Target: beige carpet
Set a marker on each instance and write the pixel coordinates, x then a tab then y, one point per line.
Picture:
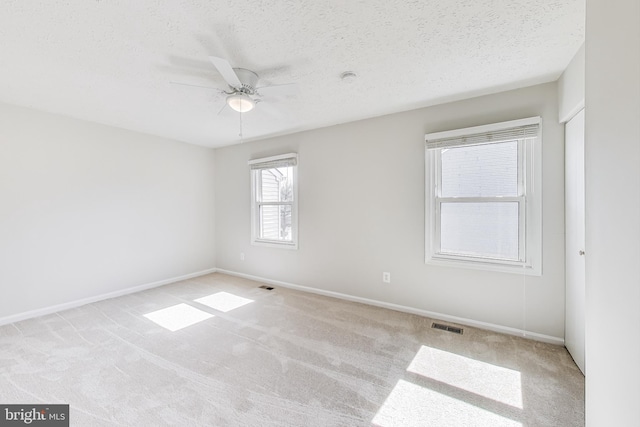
254	357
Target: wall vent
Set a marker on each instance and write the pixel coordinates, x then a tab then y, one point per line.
447	328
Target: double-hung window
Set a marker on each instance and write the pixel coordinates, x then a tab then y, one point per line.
483	201
274	201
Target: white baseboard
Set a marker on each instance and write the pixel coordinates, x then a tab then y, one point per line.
77	303
454	319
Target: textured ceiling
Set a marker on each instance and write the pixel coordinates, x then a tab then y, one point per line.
113	61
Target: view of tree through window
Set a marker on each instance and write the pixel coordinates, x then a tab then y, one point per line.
275	203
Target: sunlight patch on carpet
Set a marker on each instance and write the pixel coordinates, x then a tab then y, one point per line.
224	301
178	316
410	405
487	380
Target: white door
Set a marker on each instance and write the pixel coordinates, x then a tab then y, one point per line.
574	240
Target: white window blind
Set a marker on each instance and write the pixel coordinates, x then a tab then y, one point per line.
455	139
290	160
483	196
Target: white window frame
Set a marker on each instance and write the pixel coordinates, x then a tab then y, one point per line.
529	199
255	166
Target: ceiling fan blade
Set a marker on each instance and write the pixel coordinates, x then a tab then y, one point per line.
285	89
222	109
189	84
225	69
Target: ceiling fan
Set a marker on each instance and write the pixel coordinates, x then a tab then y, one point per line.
244	93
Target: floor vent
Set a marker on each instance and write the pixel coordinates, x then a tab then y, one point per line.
447	328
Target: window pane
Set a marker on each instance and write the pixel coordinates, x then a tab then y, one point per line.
275	222
487	230
480	170
276	184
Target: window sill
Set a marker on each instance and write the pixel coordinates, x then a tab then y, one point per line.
474	264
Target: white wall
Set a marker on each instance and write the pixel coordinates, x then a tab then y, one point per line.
87	209
612	153
571	87
361	192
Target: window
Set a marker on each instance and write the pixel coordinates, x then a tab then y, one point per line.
274	205
483	201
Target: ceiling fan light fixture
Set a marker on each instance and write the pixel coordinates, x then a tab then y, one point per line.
240	102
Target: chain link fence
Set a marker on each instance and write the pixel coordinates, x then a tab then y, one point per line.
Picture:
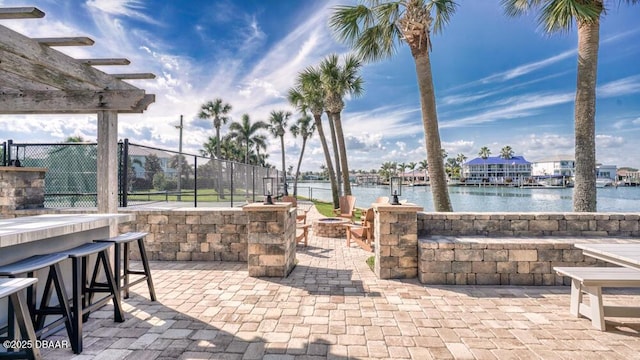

⁂

Assignment: The copy you return must match the records above exactly, minus any images.

Finished exercise:
Target: beige carpet
Set a marker on each instance and write the pixel coordinates, x then a tab then y, one point per line.
Picture:
254	357
Target: wall vent
Set a marker on each instance and write the pixel coordinates, x then a tab then y, one point per line.
447	328
Target: double-hung window
Set a marker on each instance and write the pixel coordinates, x then a tab then y, one point per line.
483	201
274	201
Target: white baseboard
Set a marker on each instance and write the pixel coordinates, x then a tab then y, one point per line.
77	303
454	319
Target: textured ceiling
Set a marker on each instance and write the pixel coordinates, x then a tab then y, one point per line.
113	61
Target: view of tree through window
Set a marker on each instance and write the pixel coordinates, x then a tab then y, one point per line.
275	203
Target: sunlight patch on carpet
Set a marker on each instance and write the pixel coordinates, x then a tab then y, one point per line.
224	301
178	316
410	405
487	380
Target: white door
Set a marker on each instance and write the pixel coordinates, x then a tab then y, one point per line.
574	240
Target: white window blind
Set a marker on each instance and write the pixel coordinates, x then a tab then y, one point per line.
455	139
290	160
483	196
Target: white window frame
Set a marker on each instance and write the pixel coordinates, x then a tab then y, one point per line.
529	199
255	166
Target: ceiling fan blade
Set a marker on each instance and write the pixel coordinates, x then a tab then y, one point per line.
285	89
222	109
189	84
225	69
Target: ceiling fan
Set a marker on each instance and write the pixel coordinates, x then a tab then y, one point per line.
244	93
Target: floor vent
Set a marker on each instance and write the pixel coordinates, x then a tab then y, one point per line.
447	328
Target: window pane
Set a marker on each instance and write the pixel coordinates, x then a tab then y, one point per line.
275	222
487	230
480	170
276	184
Target: window sill
Set a marker on each instance and write the pixel coordinates, x then a tab then y, one point per line.
474	264
Target: white wall
Set a marker on each instance and write the pixel coordinates, x then a tab then y, one point per line.
87	209
612	153
571	87
361	192
Target: window
Set a marker on each instance and write the pixel coordinates, x then a tab then y, one point per line.
274	205
483	201
Target: ceiling fan light fixture
Set a marker on each instance and write the pixel coordinates, x then a tab then y, one point per line.
240	102
Target: chain link fence
Set a marker on each instance and write the pixel coordinates, x then a tab then y, one point per line.
Picture:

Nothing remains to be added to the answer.